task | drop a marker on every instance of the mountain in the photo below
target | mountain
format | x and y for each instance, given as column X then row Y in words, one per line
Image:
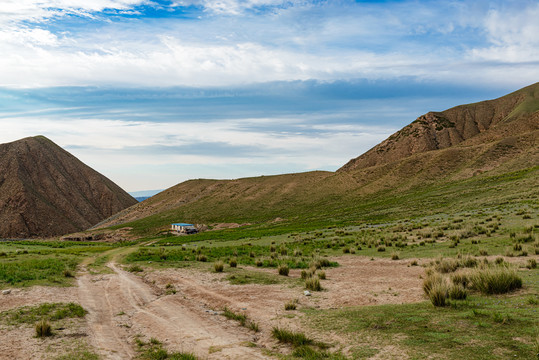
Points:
column 467, row 125
column 45, row 191
column 471, row 153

Activity: When a line in the listing has the word "mountain", return that line.

Result:
task | drop a marker on every instance of the mountain in the photo below
target | mountain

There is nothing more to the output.